Find the line with "Target: black work glove". Repeat it and each line after it, exactly, down to the end of the records below.

[Data entries]
┌────────

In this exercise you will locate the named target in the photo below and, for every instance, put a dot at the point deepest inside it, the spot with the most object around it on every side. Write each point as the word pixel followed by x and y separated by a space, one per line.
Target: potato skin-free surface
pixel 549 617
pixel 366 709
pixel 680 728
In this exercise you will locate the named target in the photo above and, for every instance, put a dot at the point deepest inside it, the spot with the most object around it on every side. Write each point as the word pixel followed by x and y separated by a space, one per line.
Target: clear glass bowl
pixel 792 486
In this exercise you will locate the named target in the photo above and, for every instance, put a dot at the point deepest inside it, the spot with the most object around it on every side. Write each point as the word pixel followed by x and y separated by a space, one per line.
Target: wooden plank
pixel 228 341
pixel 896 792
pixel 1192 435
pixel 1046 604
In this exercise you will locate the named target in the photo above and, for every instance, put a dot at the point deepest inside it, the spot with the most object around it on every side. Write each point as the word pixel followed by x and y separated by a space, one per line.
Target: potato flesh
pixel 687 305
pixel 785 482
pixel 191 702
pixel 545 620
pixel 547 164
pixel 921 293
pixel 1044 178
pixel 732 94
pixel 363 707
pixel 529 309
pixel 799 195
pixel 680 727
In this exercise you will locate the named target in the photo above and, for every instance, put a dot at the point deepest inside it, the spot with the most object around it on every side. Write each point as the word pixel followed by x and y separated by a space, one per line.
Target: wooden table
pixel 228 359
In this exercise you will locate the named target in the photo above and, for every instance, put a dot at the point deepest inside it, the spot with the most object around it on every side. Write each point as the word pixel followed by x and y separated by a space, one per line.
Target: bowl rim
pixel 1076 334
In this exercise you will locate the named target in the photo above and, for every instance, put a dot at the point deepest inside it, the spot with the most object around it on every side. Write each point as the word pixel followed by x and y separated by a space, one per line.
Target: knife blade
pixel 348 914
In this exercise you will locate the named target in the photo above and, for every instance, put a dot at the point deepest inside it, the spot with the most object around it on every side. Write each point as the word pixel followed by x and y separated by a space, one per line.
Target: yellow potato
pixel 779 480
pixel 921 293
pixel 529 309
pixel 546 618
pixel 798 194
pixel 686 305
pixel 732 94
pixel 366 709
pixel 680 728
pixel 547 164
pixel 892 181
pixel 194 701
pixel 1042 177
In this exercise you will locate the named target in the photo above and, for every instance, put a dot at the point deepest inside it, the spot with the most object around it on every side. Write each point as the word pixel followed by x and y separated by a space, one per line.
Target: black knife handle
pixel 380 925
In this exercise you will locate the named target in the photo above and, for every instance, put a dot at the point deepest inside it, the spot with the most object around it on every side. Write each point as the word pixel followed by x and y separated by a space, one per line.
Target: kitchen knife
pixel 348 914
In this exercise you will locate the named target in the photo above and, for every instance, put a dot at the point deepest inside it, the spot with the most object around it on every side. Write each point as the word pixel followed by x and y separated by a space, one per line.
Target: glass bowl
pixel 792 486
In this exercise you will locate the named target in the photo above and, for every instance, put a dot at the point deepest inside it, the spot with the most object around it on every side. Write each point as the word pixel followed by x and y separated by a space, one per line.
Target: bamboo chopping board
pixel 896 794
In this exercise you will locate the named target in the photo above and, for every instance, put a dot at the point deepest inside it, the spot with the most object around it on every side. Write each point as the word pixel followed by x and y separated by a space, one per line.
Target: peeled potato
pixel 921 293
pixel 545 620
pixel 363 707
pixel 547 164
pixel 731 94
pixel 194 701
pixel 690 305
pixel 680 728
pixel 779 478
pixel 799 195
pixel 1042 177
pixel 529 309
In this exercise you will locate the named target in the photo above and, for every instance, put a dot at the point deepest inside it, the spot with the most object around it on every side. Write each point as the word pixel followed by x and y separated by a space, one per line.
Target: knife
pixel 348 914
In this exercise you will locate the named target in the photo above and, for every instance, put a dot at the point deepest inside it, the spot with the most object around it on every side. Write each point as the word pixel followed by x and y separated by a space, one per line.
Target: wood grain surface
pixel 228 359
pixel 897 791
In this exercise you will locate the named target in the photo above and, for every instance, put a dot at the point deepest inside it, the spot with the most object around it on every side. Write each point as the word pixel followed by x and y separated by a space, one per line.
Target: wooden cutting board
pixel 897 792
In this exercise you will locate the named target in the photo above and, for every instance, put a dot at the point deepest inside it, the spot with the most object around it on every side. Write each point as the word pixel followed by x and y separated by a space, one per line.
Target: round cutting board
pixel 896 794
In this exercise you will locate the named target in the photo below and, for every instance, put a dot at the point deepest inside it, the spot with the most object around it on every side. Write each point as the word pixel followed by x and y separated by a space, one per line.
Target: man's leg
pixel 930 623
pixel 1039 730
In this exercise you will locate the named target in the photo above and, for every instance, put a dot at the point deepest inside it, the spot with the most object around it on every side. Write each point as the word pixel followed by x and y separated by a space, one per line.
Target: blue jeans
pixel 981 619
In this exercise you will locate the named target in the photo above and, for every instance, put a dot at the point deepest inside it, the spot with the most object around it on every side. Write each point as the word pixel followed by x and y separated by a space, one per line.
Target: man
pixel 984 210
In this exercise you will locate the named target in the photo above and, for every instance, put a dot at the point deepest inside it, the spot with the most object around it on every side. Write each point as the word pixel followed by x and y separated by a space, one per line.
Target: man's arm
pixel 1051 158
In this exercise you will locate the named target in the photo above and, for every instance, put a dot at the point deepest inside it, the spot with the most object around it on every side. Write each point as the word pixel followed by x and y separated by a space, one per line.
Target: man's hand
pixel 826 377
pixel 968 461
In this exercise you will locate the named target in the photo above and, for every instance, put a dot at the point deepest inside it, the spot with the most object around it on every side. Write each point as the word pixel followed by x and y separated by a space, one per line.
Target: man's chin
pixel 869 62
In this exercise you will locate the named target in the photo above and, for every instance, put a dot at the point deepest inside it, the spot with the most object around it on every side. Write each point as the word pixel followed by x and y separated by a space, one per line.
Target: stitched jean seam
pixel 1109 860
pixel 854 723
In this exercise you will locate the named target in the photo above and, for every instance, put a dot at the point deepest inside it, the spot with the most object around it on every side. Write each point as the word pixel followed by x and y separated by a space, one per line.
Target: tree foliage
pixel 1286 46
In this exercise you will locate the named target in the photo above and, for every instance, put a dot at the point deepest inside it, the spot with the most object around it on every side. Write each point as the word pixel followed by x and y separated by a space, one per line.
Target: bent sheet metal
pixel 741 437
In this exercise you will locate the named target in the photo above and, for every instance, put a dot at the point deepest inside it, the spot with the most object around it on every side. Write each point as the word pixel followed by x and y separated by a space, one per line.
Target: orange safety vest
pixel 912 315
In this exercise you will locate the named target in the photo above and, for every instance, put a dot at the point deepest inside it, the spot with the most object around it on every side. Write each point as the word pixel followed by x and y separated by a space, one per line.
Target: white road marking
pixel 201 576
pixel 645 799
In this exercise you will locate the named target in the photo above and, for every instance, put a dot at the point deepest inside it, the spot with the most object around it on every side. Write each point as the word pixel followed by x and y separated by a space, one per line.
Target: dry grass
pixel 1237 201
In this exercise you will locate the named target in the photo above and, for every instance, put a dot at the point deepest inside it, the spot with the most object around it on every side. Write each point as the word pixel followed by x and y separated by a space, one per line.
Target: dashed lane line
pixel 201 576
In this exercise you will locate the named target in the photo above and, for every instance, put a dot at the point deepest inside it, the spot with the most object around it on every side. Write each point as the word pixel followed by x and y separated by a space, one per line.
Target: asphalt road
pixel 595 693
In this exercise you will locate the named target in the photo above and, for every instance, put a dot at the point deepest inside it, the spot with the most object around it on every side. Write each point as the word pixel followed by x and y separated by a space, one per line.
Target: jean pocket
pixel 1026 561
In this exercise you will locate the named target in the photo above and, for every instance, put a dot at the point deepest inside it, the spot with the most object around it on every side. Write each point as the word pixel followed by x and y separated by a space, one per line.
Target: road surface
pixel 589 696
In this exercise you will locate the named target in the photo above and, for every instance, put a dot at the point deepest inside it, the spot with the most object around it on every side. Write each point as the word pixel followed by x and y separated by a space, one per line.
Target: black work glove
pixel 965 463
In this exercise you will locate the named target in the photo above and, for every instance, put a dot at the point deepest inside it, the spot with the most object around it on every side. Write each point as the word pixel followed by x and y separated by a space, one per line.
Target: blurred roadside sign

└────────

__Answer for the task__.
Target: black work glove
pixel 965 463
In this exercise you will locate the named target in the photo above and, for every instance, put a dot at the point deepest inside it, the spot with the most object around it on every side. Write each point as the word pixel followed by x and y separated by a space, one per line.
Target: blurred roadside sign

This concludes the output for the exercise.